---------- Supplied records

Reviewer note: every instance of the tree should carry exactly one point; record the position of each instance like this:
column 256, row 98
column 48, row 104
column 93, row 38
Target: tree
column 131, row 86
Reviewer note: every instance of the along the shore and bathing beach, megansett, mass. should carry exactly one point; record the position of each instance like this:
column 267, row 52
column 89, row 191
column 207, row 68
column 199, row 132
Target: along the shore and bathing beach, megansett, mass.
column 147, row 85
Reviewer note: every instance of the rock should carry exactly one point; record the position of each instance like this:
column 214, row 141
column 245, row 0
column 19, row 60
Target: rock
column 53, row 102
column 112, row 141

--------------------
---------- Supplied records

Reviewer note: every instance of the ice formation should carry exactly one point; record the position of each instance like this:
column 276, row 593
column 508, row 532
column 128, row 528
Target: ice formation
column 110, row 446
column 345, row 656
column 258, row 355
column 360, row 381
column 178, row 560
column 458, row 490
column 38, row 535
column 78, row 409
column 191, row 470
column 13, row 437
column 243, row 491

--------------------
---------- Supplied records

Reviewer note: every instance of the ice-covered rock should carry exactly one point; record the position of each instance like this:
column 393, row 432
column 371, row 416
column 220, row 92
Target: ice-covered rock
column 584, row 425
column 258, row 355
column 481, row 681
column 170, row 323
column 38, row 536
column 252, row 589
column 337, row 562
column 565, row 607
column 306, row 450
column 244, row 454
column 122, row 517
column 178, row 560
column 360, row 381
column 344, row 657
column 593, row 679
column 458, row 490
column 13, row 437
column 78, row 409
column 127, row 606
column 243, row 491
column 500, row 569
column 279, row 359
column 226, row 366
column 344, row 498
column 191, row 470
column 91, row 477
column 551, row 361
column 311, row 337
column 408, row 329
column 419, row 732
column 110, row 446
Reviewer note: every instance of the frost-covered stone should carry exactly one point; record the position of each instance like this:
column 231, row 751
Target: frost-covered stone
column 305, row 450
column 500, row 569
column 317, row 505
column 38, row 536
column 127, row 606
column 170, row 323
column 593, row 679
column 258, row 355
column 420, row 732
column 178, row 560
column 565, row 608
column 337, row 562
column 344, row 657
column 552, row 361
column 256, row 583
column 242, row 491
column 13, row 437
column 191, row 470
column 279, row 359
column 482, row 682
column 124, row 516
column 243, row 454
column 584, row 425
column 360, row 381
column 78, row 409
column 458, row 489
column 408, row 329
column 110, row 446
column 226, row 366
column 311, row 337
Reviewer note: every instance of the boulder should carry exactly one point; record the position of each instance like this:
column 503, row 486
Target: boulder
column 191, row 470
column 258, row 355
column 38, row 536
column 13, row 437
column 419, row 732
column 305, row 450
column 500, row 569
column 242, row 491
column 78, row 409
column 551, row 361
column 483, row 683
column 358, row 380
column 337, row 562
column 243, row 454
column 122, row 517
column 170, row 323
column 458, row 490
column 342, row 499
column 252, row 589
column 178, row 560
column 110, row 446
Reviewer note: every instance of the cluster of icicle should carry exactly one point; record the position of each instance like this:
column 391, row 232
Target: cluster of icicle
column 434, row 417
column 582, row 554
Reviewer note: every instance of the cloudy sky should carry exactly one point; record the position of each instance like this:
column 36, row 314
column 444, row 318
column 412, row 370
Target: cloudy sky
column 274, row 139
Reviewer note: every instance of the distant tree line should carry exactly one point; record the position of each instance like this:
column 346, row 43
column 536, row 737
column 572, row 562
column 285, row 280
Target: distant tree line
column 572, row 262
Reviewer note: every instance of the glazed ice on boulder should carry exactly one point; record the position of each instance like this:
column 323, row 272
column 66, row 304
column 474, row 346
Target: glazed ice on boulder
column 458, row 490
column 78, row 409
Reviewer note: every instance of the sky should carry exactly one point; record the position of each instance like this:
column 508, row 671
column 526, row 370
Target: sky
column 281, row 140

--------------------

Task » List every line of the rows above that contains the string "covered", matching case exactly.

Exercise result »
Reviewer note: every instance of the ice-covered rock should carry exactly one point; record the position of each instance like this:
Target: ice-covered rock
Reviewer note: every instance of the frost-covered stone should carry exactly one point; record the position of each instance like this:
Target: frost-covered stone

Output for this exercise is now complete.